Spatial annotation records
■ ■ ■ ■ ■

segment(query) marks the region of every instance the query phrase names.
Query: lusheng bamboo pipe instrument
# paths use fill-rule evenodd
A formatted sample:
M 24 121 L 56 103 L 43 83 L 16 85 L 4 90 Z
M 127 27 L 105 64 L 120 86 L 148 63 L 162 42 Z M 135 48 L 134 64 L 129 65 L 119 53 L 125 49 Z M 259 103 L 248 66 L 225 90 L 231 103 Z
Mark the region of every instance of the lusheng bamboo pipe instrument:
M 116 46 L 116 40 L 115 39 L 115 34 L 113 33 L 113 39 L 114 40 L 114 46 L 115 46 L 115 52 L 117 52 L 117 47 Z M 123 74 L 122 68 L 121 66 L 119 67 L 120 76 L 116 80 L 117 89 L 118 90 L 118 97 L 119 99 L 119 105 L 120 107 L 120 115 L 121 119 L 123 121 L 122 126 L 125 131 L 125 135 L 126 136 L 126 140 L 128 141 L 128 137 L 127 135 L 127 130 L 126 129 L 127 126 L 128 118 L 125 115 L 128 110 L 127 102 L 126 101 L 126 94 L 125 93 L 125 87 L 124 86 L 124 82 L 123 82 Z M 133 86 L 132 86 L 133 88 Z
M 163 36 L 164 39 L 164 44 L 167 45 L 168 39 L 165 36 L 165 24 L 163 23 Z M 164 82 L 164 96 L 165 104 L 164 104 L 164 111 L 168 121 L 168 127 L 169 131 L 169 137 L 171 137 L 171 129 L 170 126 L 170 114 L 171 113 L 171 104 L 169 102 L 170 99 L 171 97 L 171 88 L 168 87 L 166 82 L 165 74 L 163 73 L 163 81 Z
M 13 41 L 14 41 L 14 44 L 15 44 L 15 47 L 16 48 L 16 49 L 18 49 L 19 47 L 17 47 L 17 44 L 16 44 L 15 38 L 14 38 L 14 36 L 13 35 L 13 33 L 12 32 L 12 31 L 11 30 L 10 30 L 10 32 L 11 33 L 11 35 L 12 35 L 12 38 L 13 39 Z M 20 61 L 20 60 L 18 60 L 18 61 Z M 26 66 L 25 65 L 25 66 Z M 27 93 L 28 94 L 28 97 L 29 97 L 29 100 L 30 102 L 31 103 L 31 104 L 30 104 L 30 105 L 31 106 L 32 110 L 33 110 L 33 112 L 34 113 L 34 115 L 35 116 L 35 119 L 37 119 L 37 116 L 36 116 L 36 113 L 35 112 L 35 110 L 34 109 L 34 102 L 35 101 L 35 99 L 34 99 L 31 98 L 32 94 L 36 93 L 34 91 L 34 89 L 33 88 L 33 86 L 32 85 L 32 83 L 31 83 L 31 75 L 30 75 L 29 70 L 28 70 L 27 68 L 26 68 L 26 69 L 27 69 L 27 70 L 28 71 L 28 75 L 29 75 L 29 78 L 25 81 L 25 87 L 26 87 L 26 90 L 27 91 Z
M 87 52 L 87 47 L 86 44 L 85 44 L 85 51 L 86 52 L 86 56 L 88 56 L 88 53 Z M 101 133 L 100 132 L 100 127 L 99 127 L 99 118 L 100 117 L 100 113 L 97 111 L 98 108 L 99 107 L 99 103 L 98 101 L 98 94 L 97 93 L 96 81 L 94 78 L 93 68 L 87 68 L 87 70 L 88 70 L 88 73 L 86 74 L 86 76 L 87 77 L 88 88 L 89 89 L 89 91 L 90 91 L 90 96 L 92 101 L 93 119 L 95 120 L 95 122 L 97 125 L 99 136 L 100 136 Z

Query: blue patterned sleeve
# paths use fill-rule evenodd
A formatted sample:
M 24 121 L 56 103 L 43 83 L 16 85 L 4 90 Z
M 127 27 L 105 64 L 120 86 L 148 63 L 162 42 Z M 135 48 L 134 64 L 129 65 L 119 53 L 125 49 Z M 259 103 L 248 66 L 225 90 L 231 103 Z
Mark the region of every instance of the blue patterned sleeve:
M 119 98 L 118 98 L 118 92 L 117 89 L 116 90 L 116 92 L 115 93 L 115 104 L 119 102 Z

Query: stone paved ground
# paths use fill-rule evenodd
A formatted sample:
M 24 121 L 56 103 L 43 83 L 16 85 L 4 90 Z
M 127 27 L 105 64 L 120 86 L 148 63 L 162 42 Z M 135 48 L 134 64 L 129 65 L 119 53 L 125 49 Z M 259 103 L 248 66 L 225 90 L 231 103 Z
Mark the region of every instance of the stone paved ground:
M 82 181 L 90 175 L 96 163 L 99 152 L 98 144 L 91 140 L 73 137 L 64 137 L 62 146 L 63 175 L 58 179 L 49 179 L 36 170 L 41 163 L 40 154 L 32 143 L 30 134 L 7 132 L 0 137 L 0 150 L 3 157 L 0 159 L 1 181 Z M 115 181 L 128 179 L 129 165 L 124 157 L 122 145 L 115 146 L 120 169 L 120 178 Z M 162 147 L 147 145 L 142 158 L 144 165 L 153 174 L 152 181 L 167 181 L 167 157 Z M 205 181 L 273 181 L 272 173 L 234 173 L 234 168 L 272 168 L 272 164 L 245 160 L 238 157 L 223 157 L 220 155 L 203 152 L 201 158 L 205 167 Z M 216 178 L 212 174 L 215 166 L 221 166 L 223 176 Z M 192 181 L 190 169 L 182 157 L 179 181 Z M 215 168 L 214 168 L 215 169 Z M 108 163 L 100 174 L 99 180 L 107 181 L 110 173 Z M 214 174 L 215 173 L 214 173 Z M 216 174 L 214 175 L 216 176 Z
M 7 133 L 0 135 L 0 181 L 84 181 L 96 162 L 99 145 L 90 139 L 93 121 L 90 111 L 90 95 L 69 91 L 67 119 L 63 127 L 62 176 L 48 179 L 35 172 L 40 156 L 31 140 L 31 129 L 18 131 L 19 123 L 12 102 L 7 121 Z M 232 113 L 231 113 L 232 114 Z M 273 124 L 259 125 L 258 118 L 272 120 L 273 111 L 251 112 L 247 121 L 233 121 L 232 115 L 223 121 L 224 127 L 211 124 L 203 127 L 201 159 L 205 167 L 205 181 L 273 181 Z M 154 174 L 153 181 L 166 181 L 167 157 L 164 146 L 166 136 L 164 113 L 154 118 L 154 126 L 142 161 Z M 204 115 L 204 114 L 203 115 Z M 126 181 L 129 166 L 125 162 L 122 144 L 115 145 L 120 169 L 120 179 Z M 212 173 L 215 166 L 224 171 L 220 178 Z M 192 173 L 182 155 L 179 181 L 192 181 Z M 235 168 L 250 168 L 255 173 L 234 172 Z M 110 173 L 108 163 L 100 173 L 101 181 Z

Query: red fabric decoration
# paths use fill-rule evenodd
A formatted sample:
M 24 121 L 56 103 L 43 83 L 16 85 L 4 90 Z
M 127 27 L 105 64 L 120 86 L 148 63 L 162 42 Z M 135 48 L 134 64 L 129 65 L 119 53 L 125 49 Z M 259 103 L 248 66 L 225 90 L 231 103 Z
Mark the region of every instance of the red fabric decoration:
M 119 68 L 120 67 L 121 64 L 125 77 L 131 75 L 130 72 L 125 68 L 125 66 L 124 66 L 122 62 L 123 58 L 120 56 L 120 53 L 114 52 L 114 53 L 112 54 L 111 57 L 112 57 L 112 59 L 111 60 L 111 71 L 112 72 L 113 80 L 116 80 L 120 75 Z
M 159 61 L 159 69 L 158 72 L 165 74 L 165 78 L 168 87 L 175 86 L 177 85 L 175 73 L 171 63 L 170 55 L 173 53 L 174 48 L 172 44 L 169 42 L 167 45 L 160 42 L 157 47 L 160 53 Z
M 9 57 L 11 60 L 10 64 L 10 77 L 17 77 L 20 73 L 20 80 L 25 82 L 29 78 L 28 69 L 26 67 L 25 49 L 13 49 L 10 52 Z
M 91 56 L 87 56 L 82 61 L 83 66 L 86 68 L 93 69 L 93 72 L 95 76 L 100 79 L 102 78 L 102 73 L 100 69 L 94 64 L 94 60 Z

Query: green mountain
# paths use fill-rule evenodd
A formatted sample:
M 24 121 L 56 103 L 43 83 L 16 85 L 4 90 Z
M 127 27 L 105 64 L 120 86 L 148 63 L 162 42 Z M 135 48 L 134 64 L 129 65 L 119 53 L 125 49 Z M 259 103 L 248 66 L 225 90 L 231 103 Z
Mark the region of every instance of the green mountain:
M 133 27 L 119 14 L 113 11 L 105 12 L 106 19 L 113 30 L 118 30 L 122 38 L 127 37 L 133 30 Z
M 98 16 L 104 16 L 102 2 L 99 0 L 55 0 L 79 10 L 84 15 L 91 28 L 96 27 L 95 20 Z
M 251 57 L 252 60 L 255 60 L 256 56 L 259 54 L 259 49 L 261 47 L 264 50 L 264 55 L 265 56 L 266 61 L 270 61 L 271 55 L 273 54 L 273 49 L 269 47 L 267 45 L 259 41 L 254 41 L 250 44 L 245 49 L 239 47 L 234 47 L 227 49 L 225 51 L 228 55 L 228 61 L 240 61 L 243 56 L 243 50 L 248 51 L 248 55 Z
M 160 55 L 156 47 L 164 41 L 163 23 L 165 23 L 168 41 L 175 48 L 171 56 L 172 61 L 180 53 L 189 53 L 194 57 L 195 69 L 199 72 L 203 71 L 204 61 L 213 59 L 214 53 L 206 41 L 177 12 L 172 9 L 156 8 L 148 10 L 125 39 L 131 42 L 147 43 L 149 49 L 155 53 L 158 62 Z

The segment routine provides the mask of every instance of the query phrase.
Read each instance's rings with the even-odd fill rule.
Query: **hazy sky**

■ ■ ■ ■ ■

**EXERCISE INSTRUCTIONS:**
Write out the lines of the listing above without any change, beginning at the line that contains "Query: stone paved ground" and ending after the line that contains "Mark the region of every instance of the stone".

**EXPECTED ANSWER:**
Query: stone paved ground
# paths use fill-rule evenodd
A formatted sample:
M 24 121 L 56 103 L 43 83 L 16 85 L 4 90 Z
M 127 27 L 105 64 L 120 86 L 148 63 L 162 42 Z M 135 48 L 134 64 L 129 65 L 119 53 L 125 49 Z M 259 103 L 248 66 L 225 90 L 231 103 Z
Mark the region of every instance of the stone paved ground:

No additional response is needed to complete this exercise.